- _Required task_:
Can you copy all of the material below word for word, leaving nothing out?
------------------------------------------------------------------------
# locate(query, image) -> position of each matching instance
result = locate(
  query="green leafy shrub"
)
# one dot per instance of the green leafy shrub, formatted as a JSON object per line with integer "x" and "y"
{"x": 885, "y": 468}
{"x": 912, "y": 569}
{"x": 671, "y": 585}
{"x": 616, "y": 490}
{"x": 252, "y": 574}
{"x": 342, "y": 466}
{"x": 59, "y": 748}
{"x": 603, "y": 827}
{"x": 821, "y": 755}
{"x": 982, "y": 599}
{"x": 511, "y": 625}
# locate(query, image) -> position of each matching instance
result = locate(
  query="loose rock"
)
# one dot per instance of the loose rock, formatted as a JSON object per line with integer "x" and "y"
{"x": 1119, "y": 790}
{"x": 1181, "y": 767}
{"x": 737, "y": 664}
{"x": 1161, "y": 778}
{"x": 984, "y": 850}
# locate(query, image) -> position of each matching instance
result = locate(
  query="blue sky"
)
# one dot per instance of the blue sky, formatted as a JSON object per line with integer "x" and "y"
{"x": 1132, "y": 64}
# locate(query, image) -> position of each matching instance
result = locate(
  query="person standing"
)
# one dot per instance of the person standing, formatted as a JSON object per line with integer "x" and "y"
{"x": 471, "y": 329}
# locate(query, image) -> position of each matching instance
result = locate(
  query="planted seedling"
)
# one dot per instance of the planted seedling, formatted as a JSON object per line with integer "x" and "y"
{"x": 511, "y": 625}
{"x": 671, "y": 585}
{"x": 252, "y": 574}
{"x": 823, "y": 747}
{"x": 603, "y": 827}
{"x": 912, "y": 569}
------------------------------------------------------------------------
- _The reply_:
# locate(query, image) -> position of each matching instance
result = locate(
  query="green leafy shrub"
)
# one dot per instance of the green leafy shrub, formatted as a JSON object per line with integer "x" and "y"
{"x": 885, "y": 468}
{"x": 912, "y": 569}
{"x": 671, "y": 585}
{"x": 616, "y": 490}
{"x": 252, "y": 574}
{"x": 342, "y": 466}
{"x": 59, "y": 748}
{"x": 603, "y": 827}
{"x": 821, "y": 755}
{"x": 982, "y": 599}
{"x": 511, "y": 625}
# locate(query, image) -> position of each matching instance
result = locate(
  query="loose rock"
)
# one dot per instance of the loose rock, formatted as a JSON object per line with integer "x" and "y"
{"x": 1119, "y": 790}
{"x": 1181, "y": 767}
{"x": 737, "y": 664}
{"x": 1161, "y": 778}
{"x": 984, "y": 850}
# locate(query, image) -> position of each matching instance
result = locate(
  query="blue sky"
)
# one dot per instance of the blue sky, formatted as a JSON object per line with integer "x" and "y"
{"x": 1132, "y": 64}
# locate(query, image) -> position of each matching instance
result = locate(
  query="person standing"
)
# one dot per instance of the person standing, formatted as a JSON object per line with integer "x" and "y"
{"x": 471, "y": 329}
# locate(query, image) -> position of each matching instance
result = locate(
  query="planted seedling"
)
# one dot per instance of the planted seedling, formatted as a JSON object per line with integer "x" and "y"
{"x": 511, "y": 625}
{"x": 671, "y": 585}
{"x": 252, "y": 574}
{"x": 823, "y": 747}
{"x": 603, "y": 827}
{"x": 912, "y": 569}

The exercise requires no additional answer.